Top of Available data

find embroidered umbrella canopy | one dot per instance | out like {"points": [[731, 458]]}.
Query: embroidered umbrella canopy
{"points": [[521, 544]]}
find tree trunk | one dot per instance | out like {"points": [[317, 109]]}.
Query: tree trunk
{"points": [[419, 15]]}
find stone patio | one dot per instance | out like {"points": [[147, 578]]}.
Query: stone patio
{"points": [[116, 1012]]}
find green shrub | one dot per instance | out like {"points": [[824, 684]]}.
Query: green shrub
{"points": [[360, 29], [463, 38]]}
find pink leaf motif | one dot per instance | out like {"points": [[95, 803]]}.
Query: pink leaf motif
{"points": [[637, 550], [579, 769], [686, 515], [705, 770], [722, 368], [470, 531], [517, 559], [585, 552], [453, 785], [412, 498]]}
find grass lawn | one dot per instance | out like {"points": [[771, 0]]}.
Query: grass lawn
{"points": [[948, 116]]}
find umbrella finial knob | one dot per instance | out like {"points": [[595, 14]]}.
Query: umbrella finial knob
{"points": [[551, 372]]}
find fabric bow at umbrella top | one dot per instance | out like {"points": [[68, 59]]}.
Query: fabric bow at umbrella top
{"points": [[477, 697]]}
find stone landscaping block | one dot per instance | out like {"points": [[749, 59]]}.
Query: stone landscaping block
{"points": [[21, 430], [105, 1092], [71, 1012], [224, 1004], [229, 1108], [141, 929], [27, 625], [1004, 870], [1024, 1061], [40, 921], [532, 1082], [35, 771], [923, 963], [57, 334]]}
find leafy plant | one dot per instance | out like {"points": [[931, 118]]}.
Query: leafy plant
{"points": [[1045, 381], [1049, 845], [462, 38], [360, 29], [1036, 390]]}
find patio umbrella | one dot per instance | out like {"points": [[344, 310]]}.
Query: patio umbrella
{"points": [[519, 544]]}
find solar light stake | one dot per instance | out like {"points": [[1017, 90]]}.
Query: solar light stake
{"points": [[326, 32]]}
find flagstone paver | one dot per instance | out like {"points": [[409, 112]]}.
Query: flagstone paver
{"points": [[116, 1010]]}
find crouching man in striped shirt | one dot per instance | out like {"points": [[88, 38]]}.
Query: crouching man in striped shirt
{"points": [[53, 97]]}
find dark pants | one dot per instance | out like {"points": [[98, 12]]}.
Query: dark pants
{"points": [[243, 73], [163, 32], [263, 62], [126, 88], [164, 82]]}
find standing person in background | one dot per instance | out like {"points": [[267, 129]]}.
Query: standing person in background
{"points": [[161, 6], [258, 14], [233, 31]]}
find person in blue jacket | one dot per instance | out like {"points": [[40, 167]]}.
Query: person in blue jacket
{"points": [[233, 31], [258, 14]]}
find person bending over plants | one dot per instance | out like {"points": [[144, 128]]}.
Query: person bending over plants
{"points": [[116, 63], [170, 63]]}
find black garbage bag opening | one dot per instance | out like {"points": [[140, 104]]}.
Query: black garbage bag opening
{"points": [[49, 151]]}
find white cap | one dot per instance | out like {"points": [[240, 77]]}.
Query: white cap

Bottom of Available data

Problem: Only the lines that hold the word "white" are wanted; each should be pulled from the records.

Output below:
find white cap | one dot per instance | out like {"points": [[240, 77]]}.
Query: white cap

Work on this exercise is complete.